═════ Data entries ═════

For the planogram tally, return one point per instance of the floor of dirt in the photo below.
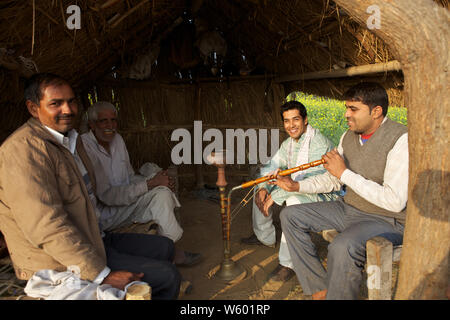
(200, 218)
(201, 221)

═════
═════ Data entries ═════

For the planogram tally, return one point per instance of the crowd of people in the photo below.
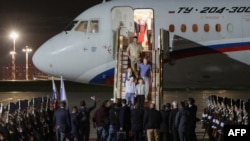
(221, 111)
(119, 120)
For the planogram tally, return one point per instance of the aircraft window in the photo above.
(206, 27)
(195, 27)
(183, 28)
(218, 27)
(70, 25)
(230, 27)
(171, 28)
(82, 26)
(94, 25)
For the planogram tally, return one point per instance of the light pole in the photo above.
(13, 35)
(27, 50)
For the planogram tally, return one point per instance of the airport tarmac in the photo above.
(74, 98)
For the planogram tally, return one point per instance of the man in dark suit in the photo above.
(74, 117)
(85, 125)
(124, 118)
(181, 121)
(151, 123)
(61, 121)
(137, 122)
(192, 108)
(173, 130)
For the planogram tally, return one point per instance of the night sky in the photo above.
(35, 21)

═════
═════ Data entries ═════

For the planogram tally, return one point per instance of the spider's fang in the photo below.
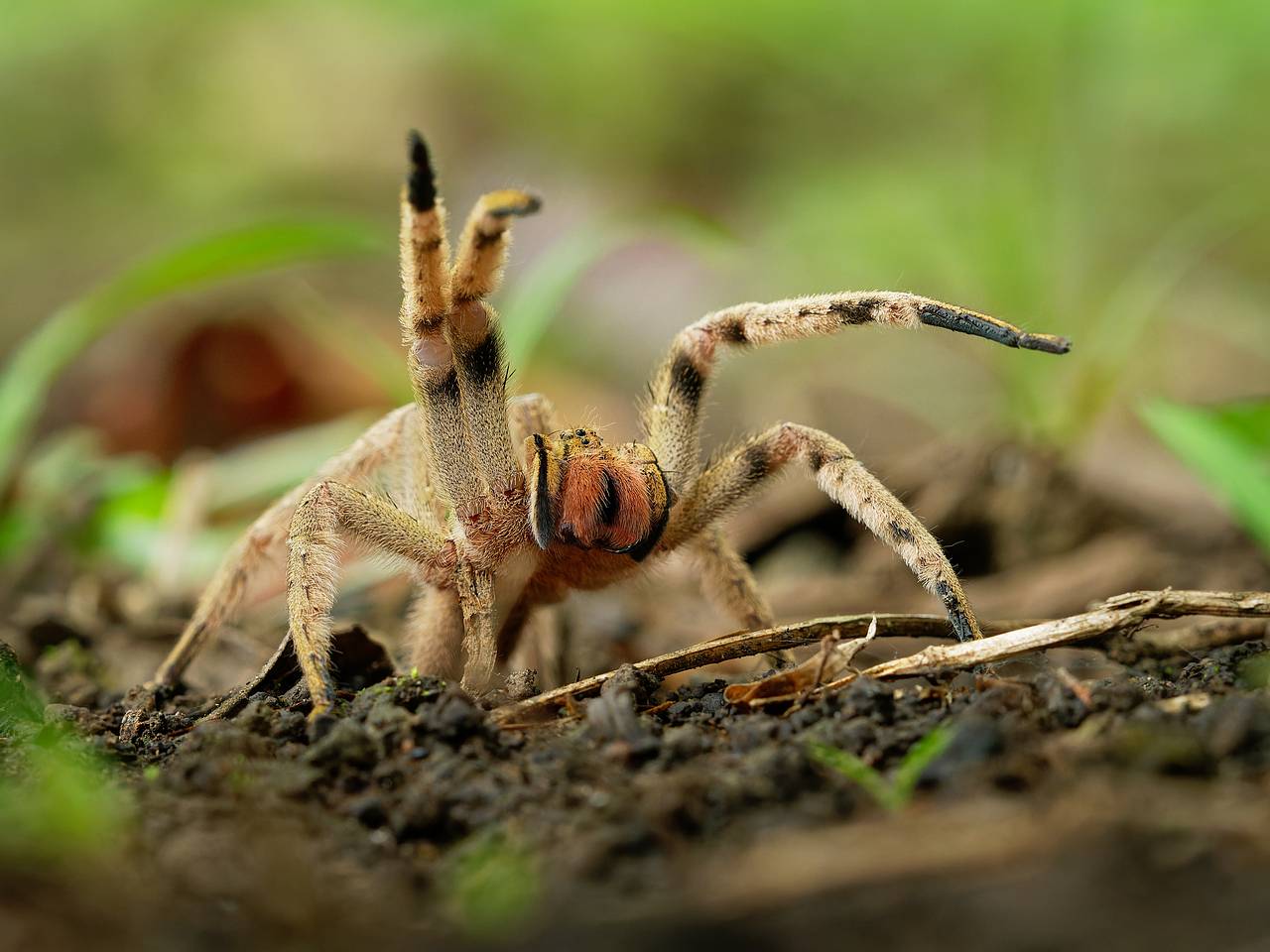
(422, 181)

═════

Description of the task: State how many lines in the items above contain the string "instance", treating uppercase and lowercase as distinct. Give only the number.

Written response: 8